==== Task inputs ====
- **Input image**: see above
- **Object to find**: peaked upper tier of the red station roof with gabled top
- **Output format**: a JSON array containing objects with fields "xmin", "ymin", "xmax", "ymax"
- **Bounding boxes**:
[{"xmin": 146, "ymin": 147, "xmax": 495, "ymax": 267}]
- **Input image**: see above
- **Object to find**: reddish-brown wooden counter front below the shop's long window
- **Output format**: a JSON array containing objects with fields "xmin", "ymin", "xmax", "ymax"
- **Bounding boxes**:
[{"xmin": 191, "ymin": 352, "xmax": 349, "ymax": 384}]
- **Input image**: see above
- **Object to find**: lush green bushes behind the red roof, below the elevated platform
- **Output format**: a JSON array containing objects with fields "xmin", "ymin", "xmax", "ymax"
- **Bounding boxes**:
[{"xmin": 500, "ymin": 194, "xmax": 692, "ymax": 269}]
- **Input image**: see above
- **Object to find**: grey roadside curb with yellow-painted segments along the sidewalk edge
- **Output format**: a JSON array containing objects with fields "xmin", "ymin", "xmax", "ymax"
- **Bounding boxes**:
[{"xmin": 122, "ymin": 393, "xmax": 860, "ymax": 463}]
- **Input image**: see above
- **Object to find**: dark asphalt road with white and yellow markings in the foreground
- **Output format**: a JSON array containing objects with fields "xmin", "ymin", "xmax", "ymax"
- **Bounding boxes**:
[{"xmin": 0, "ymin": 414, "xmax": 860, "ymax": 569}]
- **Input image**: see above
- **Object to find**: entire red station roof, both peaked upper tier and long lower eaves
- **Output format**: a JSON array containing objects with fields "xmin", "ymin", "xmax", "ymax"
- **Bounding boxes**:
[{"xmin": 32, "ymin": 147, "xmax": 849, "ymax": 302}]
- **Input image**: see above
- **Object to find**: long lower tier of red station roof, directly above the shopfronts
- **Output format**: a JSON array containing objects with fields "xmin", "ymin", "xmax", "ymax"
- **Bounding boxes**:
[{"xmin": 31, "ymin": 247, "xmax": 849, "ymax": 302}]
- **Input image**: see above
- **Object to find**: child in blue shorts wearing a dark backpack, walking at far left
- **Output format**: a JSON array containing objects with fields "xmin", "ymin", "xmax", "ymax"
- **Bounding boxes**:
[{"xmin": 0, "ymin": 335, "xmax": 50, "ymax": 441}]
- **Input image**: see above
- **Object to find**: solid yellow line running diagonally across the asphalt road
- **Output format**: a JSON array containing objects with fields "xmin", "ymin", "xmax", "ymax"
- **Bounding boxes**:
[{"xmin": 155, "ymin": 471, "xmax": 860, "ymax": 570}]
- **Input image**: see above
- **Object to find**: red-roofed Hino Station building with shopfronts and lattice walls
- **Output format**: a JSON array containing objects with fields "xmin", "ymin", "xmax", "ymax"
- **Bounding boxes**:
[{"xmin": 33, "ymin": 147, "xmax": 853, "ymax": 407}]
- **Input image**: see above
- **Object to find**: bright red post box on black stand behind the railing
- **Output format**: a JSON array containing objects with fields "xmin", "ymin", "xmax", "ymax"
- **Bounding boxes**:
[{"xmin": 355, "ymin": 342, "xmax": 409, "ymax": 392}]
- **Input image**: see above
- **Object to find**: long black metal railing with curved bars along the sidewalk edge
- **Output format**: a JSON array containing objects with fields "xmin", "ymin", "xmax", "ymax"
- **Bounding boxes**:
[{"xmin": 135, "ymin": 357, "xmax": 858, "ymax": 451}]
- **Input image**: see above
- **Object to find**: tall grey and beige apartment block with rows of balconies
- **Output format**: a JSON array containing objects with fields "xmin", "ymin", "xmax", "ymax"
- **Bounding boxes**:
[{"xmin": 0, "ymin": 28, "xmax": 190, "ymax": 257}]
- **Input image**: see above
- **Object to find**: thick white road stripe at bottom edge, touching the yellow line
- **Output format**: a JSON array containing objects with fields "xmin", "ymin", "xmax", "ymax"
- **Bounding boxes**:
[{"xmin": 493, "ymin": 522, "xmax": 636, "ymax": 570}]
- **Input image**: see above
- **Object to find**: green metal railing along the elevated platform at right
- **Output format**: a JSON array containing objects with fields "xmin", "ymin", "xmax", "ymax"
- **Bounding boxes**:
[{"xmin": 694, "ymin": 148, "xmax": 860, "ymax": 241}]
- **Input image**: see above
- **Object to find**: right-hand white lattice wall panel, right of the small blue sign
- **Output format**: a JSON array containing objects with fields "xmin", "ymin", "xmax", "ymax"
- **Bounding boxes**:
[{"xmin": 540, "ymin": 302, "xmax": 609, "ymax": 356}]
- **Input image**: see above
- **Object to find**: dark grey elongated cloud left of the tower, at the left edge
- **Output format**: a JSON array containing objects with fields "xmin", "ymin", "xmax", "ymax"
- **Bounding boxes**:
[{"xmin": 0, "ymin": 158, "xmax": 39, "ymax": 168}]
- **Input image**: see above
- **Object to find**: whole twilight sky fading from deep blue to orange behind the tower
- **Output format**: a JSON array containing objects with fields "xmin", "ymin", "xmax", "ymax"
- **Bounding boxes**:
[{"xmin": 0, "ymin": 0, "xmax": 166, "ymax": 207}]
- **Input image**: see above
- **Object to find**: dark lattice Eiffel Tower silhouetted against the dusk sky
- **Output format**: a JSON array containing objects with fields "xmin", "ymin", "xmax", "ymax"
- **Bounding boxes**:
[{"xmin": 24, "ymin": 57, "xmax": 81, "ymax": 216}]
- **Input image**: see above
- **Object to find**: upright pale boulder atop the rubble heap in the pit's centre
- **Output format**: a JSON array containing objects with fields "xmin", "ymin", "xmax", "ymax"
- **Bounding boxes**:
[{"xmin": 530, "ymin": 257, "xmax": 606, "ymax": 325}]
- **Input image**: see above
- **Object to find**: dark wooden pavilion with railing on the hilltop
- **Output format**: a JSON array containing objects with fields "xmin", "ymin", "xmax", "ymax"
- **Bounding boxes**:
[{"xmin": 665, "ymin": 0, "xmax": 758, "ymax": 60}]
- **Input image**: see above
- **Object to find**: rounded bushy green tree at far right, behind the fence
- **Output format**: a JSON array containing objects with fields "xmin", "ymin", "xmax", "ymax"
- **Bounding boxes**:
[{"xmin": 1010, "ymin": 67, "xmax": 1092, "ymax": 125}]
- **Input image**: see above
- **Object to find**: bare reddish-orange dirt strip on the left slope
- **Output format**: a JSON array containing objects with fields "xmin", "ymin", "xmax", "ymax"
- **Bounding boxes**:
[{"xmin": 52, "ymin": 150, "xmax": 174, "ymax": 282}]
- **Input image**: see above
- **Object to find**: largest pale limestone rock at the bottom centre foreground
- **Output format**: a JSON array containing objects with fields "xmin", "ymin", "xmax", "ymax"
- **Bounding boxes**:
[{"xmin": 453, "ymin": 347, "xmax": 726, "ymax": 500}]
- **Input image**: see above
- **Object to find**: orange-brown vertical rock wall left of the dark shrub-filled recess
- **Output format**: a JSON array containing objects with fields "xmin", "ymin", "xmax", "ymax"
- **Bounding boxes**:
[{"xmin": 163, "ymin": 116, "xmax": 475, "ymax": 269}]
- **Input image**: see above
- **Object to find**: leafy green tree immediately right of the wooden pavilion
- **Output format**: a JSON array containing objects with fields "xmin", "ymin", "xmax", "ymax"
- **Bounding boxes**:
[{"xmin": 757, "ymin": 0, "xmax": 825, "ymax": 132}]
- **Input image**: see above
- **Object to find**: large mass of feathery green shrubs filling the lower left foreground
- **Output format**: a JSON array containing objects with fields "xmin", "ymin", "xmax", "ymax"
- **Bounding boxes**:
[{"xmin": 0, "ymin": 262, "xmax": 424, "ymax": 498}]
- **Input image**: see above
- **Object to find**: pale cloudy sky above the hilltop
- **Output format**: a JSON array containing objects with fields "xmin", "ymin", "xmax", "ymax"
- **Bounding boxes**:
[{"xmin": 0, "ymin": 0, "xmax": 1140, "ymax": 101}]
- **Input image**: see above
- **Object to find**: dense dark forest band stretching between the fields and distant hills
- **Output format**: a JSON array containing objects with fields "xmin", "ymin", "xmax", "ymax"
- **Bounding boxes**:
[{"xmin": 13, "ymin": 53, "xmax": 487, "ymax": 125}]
====
▶ [What you will do]: All lines that hold the word "black" should be copied from the data.

▶ [Reply to the exercise]:
- **Object to find**: bright red post box on black stand behind the railing
- **Object to find**: long black metal railing with curved bars along the sidewalk edge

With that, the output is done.